:: Exercise details ::
In your copy of the entries, please include no pictures and return every word exactly.

:: Data provided ::
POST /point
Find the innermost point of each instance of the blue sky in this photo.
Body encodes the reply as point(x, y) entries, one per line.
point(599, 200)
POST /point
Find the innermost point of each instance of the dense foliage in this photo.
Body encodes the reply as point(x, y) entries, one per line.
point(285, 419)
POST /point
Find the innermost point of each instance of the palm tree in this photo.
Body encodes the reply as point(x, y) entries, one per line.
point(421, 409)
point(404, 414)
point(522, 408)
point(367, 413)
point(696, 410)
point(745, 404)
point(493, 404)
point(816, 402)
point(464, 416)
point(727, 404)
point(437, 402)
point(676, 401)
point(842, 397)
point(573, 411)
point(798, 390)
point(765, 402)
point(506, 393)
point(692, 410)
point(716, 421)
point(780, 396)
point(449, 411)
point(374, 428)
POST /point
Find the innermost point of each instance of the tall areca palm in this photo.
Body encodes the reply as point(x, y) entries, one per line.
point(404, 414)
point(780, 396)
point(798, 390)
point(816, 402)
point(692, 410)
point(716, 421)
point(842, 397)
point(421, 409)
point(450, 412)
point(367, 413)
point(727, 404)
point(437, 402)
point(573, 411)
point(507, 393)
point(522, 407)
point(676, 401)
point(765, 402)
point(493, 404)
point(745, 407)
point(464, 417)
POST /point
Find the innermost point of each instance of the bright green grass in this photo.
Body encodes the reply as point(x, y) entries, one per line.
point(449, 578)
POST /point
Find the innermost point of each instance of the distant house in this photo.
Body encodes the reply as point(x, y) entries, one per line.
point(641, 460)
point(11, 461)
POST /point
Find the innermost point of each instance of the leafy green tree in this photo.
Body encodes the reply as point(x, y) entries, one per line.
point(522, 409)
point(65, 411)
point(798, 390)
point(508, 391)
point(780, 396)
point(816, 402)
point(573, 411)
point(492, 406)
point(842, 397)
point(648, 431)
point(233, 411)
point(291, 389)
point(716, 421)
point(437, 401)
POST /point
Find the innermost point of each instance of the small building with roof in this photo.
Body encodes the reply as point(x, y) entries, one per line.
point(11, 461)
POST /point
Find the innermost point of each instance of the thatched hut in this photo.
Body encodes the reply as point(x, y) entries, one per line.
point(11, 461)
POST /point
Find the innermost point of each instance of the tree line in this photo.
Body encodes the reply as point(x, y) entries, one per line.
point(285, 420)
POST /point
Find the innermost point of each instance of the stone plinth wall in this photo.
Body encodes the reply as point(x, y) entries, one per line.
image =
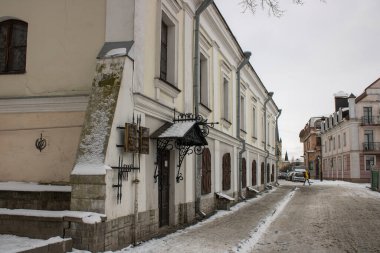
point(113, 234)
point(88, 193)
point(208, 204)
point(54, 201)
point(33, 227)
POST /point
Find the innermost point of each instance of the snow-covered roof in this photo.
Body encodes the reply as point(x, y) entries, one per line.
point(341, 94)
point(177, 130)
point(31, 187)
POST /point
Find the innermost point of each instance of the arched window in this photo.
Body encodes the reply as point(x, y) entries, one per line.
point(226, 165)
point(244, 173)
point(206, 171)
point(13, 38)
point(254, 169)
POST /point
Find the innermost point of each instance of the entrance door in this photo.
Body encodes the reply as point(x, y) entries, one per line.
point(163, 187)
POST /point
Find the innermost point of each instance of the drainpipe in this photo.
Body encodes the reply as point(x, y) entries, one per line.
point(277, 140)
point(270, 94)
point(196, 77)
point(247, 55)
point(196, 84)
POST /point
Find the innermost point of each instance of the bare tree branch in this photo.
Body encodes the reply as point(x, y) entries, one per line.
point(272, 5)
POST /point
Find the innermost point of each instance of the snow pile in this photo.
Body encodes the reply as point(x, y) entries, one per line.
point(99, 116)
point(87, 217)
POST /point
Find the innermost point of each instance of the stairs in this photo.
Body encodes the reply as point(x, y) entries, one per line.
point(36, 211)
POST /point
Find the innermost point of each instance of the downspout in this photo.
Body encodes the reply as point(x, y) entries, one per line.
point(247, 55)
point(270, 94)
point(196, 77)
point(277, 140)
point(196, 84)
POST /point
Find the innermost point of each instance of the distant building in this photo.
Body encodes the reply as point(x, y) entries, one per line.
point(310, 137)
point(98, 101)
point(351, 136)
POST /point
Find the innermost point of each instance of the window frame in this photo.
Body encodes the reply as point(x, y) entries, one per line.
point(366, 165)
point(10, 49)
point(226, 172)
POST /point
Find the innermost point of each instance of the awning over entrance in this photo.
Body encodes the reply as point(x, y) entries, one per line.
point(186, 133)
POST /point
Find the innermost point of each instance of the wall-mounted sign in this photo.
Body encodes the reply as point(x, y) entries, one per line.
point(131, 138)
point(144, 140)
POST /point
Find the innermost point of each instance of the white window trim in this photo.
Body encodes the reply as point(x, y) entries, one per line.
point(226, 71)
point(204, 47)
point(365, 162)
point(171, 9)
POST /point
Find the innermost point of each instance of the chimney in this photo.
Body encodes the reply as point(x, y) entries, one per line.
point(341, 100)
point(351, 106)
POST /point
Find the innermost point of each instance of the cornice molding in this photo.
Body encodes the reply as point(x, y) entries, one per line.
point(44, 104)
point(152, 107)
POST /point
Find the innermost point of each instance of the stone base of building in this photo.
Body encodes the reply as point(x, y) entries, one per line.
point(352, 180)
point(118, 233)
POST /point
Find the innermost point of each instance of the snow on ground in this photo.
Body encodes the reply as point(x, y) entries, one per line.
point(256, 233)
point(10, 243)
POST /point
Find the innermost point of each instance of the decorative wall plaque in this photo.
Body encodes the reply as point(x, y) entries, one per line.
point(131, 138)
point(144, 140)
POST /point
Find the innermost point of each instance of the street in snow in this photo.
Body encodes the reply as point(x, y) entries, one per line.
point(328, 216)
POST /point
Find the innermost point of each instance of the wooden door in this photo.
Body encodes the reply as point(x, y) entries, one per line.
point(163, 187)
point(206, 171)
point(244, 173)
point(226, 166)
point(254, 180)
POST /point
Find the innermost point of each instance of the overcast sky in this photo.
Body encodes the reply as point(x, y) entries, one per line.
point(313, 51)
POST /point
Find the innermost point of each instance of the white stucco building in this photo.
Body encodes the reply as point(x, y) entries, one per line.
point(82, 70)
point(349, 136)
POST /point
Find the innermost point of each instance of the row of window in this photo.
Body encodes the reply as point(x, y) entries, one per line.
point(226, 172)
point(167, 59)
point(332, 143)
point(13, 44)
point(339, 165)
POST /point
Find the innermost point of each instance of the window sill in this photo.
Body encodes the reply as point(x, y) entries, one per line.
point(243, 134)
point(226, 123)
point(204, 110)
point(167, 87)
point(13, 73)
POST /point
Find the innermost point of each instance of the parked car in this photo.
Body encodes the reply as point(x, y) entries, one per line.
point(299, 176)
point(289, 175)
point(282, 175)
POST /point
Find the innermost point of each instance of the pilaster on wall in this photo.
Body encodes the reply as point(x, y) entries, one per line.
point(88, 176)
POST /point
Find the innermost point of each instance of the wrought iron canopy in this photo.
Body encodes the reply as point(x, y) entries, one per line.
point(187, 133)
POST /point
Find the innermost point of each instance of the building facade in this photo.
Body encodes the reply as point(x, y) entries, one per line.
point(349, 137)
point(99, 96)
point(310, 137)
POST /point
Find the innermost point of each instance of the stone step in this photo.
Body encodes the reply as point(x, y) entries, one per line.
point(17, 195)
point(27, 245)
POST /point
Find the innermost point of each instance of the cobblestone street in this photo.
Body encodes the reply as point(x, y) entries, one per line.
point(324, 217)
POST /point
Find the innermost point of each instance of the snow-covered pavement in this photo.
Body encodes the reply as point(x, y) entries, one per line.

:: Written reply ::
POST /point
Find the innermost point of each instance of the blue sky in this photo.
Body encodes the reply as point(x, y) entries, one per line.
point(599, 200)
POST /point
Find the innermost point of each instance of the dense foliage in this photo.
Body encodes the reply as point(x, y) entries, one per line.
point(285, 419)
POST /point
Find the innermost point of each instance of the palm tree in this photo.
Body encodes the reply as point(x, y) entries, one per line.
point(421, 409)
point(404, 414)
point(522, 408)
point(367, 413)
point(696, 410)
point(745, 404)
point(493, 404)
point(816, 402)
point(464, 416)
point(727, 404)
point(437, 402)
point(676, 401)
point(842, 397)
point(573, 411)
point(798, 390)
point(765, 402)
point(506, 393)
point(692, 410)
point(716, 421)
point(780, 396)
point(449, 411)
point(374, 428)
POST /point
Find the innermost point of each instance of the tall areca palm in this photo.
Body encodes the reply as point(x, y) entries, one per line.
point(404, 414)
point(780, 396)
point(798, 390)
point(816, 402)
point(692, 410)
point(716, 421)
point(842, 397)
point(421, 409)
point(450, 412)
point(367, 413)
point(727, 404)
point(437, 402)
point(573, 411)
point(507, 393)
point(522, 407)
point(676, 401)
point(765, 402)
point(493, 404)
point(745, 407)
point(464, 417)
POST /point
Find the innermost point of each instance of the bright green grass in this photo.
Body encodes the reply as point(x, y) entries, one per line.
point(449, 578)
POST /point
Find the innermost point of each instance of the distant house in this photo.
Body encodes the reply as point(x, y) entries, one per line.
point(641, 460)
point(11, 461)
POST /point
Find the innermost point of each instance of the leafy green tree in this photo.
Body encodes the reply as point(x, y) entries, one per line.
point(522, 409)
point(65, 411)
point(798, 390)
point(508, 391)
point(780, 396)
point(816, 402)
point(573, 411)
point(492, 406)
point(842, 397)
point(648, 431)
point(233, 411)
point(291, 389)
point(716, 421)
point(437, 401)
POST /point
Find the innermost point of each instance of the small building with roof in this photo.
Body encodes the reply as point(x, y) entries, one per line.
point(11, 461)
POST /point
Find the innermost point of each instance of the thatched hut in this photo.
Body encodes the reply as point(x, y) entries, one per line.
point(11, 461)
POST /point
Find the innermost point of each instance of the tree line in this photo.
Body encodes the reply as point(x, y) entries, one per line.
point(285, 420)
POST /point
Find the innermost point of each instance of the stone plinth wall in this photo.
Body encodes the reply as point(x, y) entries, one per line.
image =
point(113, 234)
point(88, 193)
point(208, 204)
point(54, 201)
point(33, 227)
POST /point
Find the innermost point of each instance of the snow-covered roof in this photo.
Body encodes the reply as point(x, y) entries, one per line.
point(341, 94)
point(177, 130)
point(31, 187)
POST /point
Find the innermost point of each instance of the arched window in this photo.
Body encodes the reply as point(x, y) entries, one per line.
point(226, 165)
point(244, 173)
point(206, 171)
point(13, 38)
point(254, 169)
POST /point
Find the innermost point of each instance of the entrance door in this photo.
Body encodes the reply as point(x, y) entries, one per line.
point(163, 187)
POST /point
Find the innermost point of each instance of the drainpipe in this photo.
Body encodes the reply as point(x, y) entries, one per line.
point(277, 140)
point(270, 94)
point(196, 77)
point(247, 55)
point(196, 84)
POST /point
Find the innermost point of each instance of the bare tree branch in this photo.
Body encodes the reply as point(x, y) entries, one per line.
point(272, 5)
POST /point
Find the innermost point of each instance of the snow pile in this photo.
Body encodes the reply as point(x, y) entries, one per line.
point(99, 116)
point(87, 217)
POST /point
Find the innermost point of each instance of the stairs in this photo.
Body encodes the reply as point(x, y) entries, one per line.
point(36, 211)
POST /point
Find the innermost point of each instance of the downspout in this photo.
Body encodes the reply as point(x, y) entries, one per line.
point(247, 55)
point(270, 94)
point(196, 77)
point(277, 140)
point(196, 84)
POST /point
Find the innermost point of each instance of the distant building in this photo.
Body encodes the reply as point(x, y) entries, one per line.
point(310, 137)
point(98, 101)
point(351, 136)
POST /point
Find the innermost point of each instance of the window frame in this photo.
Body encodes the reply as point(x, y) entries, one per line.
point(366, 165)
point(10, 49)
point(226, 172)
POST /point
Find the innermost point of each instance of the awning over entrance in this photo.
Body encodes the reply as point(x, y) entries, one per line.
point(186, 133)
POST /point
Find the innermost point of each instance of the wall-mounted sign in this photo.
Body encodes the reply as point(x, y) entries, one per line.
point(131, 138)
point(144, 140)
POST /point
Find the innermost point of each instance of the white window trim in this photo.
Body encodes the reply as point(x, y) entries, one per line.
point(226, 71)
point(204, 47)
point(365, 162)
point(171, 9)
POST /point
Find the innermost point of each instance of the chimney in this photo.
Body encodes the reply as point(x, y) entries, one per line.
point(341, 100)
point(351, 106)
POST /point
Find the innermost point of each instance of the cornice molding in this photo.
Body encodes the reply as point(x, y) entries, one per line.
point(44, 104)
point(152, 107)
POST /point
Find the innermost point of each instance of the stone base of building in this photo.
Body encodes the reply as point(x, y) entries, one per line.
point(352, 180)
point(118, 233)
POST /point
Find the innermost point of each instance of the snow on ground in this photo.
Body encodes the reply as point(x, y) entries, one per line.
point(256, 233)
point(10, 243)
POST /point
Find the innermost point of each instance of the decorative wall plaque in this photo.
Body encodes the reply as point(x, y) entries, one per line.
point(131, 138)
point(144, 140)
POST /point
Find the innermost point of each instance of the street in snow in this photo.
Body encodes the reply as point(x, y) entries, one per line.
point(328, 216)
POST /point
Find the innermost point of each instance of the wooden door in this photo.
Body encodes the reply as point(x, y) entries, one per line.
point(163, 187)
point(206, 171)
point(244, 173)
point(226, 166)
point(254, 180)
POST /point
Find the innermost point of each instance of the overcast sky in this photo.
Body encodes the reply as point(x, y) entries, one per line.
point(313, 51)
POST /point
Find the innermost point of each instance of the white stucco building in this photo.
Body encodes the reply as point(x, y) entries, one per line.
point(82, 70)
point(349, 136)
POST /point
Find the innermost point of each instance of the row of window in this photo.
Body encodes the reply as point(x, y) entries, one per line.
point(226, 172)
point(167, 59)
point(332, 143)
point(13, 44)
point(339, 165)
POST /point
Find the innermost point of each instance of the window sill in this photo.
Body encodes the reply as point(x, y) entries, one per line.
point(243, 134)
point(226, 123)
point(204, 110)
point(167, 87)
point(13, 73)
POST /point
Find the innermost point of each instance of the parked car in this photo.
Body encodes the reply as point(x, y) entries, one per line.
point(299, 176)
point(289, 175)
point(282, 175)
POST /point
Find the innermost point of each instance of the pilaster on wall in this photo.
Body encodes the reply as point(x, y) entries, one per line.
point(88, 176)
POST /point
Find the innermost point of each instance of the wrought iron canopy in this photo.
Body encodes the reply as point(x, y) entries, one per line.
point(187, 133)
POST /point
Find the innermost point of each instance of the building facade in this photo.
Body encodes the reply as point(x, y) entries, one per line.
point(349, 137)
point(99, 96)
point(310, 137)
POST /point
Find the innermost point of each instance of the stone step in this photo.
Body encodes the reply as point(x, y) entries, one per line.
point(17, 195)
point(27, 245)
POST /point
Find the innermost point of each instance of the cobblestone street in this photo.
Body encodes the reply as point(x, y) entries, one per line.
point(324, 217)
POST /point
Find the innermost point of each instance of the snow-covered pavement in this photo.
Body encodes the reply as point(x, y) entries, one per line.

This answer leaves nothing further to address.